■ **TASKS TO PERFORM**:
a: Quote the article on stress at work between "We’ve all been" and "and even greater.", inclusive.
b: Sum up the article on stress at work in two sentences.

■ **TEXT**:
===============
What a 106-year-old psychological law tells us about stress in the office
Work harder!
We’ve all been admonished to work harder at some point in our lives, whether it was from a well-meaning parent, a sports coach, or a manager facing a deadline.
What many Agilists have come to empirically observe is that the more we can get people to feel happy and have a good work/life balance, their total productivity goes up. We’ve come to learn that “busyness” is not productivity. I have heard managers brag of how dedicated their teams are because they’re working 100-hour weeks on their latest and greatest innovation. Yet, they seem miss out on the fact that had their teams spent 35–40 hours a week on their latest and greatest innovation, it would be less late and even greater.
So, why do some managers insist upon added stress and arousal? Clearly there must have been a time or place where “cracking the whip” made sense.
Hint: It’s not in highly creative fields like software development.
It turns out that there are some times when it makes sense. According to the Yerkes-Dodson law, an “empirical relationship between [physiological and mental] arousal and performance,” performance increases when arousal does but only up to a point. In some cases, further arousal lowers performance.
For simple tasks, more arousal equals more performance, at least up to a point at which it relatively plateaus. For difficult tasks, more arousal equals more performance, until it reaches a peak and begins to plummet at the rate that it rose. This is because stress negatively affects cognitive processes such as attention, memory, and problem solving, all critical for the modern knowledge worker.
Put another way…
One of the things that I really like about Agile is that it’s all about staying empirical… Transparency benefits inspection, inspection benefits adaptation. And over the years, we’ve come to learn in the business context what many have learned in the psychology and biology contexts.
For instance, a 2007 review of the effects of stress hormones like glucocorticoids found that people’s performance on memory tests and the levels of stress hormones in their blood produced very similar responses to what Yerkes and Dodson found nearly a century earlier. One example: the ability to form long-term memories was highest in the face of small quantity of glucocorticoids were in the bloodstream, but removing the adrenal glands (thus no glucocorticoids) or injected glucocorticoids produced poor long-term memory formations.
Interestingly, this same review found that in order for something to induce a stress response, it has to be perceived as: novel, unpredictable, uncontrollable, and/or possibly leading to social rejection. Naturally, any knowledge worker’s office is likely to be plagued by novelty, unpredictability, and a lack of control (at least from external circumstances like competition).
One of the things Agile teaches is is how to manage these constants well. Rather than stressing out and feeling like we need to “replan” because “things didn’t go the way we planned,” Agile assumes that things won’t go as planned. Uncertainty is embraced. Servant leaders who understand the nature of software development reality deeply understand these things, and so don’t unnecessarily create a culture of fear that produces the sense of a “social evaluative threat” when “the plan isn’t met.” The plan hypothesis was wrong in the first place.
===============
■ **DATA TO EXAMINE**:
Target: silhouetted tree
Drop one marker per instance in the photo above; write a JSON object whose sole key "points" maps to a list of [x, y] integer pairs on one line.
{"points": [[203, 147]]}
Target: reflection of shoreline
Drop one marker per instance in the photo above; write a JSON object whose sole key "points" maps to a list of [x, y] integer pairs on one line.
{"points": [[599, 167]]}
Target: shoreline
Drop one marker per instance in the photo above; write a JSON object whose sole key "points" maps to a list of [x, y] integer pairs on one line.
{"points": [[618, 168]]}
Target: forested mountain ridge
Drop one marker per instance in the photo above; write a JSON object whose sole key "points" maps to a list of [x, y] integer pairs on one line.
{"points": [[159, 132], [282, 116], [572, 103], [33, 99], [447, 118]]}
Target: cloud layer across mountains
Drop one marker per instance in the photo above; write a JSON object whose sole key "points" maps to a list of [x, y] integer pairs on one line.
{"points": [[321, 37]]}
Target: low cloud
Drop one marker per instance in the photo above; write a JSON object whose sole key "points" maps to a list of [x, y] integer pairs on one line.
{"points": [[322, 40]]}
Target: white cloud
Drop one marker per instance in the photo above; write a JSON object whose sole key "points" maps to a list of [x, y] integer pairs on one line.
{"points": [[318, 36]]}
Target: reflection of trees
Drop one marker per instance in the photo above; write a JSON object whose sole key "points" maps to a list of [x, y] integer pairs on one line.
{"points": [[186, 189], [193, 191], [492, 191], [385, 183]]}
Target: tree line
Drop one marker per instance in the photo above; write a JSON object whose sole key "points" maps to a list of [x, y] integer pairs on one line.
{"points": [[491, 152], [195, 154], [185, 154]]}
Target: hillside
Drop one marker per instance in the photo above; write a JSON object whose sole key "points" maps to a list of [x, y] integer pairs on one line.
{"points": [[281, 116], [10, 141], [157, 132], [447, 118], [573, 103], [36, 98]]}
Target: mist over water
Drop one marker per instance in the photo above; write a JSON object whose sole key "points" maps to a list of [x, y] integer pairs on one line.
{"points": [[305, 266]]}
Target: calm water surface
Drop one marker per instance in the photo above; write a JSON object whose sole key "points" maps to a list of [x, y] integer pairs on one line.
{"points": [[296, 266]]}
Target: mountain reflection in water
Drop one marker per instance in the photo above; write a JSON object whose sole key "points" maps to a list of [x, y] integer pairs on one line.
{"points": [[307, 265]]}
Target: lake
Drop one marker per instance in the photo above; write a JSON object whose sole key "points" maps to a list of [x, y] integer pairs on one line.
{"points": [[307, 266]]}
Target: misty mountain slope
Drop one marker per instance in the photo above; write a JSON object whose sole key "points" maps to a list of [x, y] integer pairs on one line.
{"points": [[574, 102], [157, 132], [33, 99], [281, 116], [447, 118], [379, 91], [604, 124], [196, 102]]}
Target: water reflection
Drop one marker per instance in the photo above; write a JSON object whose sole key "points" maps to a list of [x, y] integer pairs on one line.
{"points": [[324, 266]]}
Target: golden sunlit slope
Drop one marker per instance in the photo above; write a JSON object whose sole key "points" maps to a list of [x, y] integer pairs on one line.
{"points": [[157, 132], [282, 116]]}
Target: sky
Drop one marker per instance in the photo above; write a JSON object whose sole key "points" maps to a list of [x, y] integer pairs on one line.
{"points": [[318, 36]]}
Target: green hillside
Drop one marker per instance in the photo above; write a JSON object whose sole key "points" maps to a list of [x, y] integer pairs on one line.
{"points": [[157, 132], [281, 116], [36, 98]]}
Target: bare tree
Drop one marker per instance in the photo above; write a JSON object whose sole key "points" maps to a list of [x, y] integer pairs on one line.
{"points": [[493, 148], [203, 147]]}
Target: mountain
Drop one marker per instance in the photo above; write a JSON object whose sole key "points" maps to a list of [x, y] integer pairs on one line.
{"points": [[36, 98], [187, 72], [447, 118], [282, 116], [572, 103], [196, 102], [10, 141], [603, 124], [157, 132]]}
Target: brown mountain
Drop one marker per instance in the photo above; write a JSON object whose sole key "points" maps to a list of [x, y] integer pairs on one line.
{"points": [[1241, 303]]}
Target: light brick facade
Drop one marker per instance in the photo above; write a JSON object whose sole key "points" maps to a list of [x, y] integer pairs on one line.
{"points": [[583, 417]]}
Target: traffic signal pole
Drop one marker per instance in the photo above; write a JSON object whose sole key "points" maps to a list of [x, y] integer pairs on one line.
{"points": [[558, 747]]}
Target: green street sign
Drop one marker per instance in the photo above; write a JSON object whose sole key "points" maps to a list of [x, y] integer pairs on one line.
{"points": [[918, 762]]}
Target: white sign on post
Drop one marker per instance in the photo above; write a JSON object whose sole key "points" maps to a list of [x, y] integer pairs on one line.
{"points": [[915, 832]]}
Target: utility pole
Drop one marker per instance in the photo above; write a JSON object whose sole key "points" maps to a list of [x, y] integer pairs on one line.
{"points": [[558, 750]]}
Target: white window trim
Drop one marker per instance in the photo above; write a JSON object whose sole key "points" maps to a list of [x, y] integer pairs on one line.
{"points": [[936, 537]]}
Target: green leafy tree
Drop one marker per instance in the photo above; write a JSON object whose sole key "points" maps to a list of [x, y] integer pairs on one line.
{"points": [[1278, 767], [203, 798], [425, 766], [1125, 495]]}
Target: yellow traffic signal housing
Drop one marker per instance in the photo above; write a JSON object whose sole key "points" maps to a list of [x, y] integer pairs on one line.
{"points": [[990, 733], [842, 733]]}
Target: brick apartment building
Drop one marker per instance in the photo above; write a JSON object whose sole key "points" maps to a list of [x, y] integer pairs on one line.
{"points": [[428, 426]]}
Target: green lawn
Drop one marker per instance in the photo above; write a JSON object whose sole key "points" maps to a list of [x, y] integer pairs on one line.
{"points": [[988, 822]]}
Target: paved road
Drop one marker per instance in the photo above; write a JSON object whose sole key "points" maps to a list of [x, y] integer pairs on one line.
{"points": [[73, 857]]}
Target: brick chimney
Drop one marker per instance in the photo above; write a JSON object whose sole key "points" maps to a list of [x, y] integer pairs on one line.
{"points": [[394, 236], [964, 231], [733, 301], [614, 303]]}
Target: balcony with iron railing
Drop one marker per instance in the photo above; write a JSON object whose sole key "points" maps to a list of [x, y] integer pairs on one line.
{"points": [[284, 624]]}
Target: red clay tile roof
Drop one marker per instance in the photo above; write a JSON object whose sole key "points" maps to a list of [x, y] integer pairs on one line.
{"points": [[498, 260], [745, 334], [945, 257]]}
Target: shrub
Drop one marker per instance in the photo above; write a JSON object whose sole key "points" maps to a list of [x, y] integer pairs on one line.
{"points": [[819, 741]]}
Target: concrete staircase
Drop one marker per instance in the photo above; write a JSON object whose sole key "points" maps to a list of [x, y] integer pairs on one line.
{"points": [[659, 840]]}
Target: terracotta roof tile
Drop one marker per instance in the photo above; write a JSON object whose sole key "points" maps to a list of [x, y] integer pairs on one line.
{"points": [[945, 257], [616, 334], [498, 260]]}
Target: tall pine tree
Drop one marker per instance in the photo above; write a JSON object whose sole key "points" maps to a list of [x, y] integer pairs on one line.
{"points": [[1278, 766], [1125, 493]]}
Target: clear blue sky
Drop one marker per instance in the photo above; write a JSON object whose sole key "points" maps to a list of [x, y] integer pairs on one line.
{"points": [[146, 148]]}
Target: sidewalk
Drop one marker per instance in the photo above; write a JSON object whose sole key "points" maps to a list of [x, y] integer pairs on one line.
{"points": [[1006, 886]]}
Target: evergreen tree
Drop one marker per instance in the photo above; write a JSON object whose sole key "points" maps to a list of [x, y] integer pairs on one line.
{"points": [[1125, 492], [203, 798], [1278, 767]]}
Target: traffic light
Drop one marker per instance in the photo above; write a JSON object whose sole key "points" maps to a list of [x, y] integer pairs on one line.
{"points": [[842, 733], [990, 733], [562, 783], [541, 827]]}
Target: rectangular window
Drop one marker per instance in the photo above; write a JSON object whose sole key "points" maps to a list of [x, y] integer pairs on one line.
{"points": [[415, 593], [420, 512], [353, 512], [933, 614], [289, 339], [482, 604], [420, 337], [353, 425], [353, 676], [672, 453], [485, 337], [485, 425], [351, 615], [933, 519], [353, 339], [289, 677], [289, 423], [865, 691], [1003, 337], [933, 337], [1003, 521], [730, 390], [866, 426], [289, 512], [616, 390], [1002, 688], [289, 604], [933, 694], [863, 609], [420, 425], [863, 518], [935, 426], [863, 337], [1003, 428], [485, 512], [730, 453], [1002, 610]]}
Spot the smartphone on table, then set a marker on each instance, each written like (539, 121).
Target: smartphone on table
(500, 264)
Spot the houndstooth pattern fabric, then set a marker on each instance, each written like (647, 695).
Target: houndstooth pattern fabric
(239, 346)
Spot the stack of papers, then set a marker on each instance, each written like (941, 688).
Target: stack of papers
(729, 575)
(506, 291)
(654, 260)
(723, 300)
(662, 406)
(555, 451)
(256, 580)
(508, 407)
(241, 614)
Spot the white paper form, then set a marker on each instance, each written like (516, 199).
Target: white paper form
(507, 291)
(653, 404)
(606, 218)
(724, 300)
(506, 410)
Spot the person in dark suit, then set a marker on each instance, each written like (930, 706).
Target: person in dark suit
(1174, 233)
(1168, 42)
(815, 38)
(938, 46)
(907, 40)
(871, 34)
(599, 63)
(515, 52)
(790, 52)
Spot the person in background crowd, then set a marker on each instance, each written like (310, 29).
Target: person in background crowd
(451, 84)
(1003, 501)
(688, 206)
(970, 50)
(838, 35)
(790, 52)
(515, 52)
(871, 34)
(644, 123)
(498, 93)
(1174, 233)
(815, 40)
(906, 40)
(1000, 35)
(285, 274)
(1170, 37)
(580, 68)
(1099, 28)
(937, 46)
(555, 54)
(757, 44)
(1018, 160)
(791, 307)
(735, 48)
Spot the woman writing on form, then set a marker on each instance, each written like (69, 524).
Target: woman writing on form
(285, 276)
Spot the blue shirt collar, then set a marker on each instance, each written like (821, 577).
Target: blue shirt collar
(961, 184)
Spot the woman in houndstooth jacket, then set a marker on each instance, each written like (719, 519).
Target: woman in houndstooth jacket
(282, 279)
===============
■ **WRITTEN ANSWERS**:
a:
We’ve all been admonished to work harder at some point in our lives, whether it was from a well-meaning parent, a sports coach, or a manager facing a deadline.
What many Agilists have come to empirically observe is that the more we can get people to feel happy and have a good work/life balance, their total productivity goes up. We’ve come to learn that “busyness” is not productivity. I have heard managers brag of how dedicated their teams are because they’re working 100-hour weeks on their latest and greatest innovation. Yet, they seem miss out on the fact that had their teams spent 35–40 hours a week on their latest and greatest innovation, it would be less late and even greater.

b: The Yerkes-Dodson law says performance rises with arousal only up to a point, and on difficult tasks it peaks and then drops, because stress harms attention, memory, and problem solving. Agile assumes that things won't go as planned and embraces uncertainty, so servant leaders who understand software development avoid creating a culture of fear when the plan isn't met.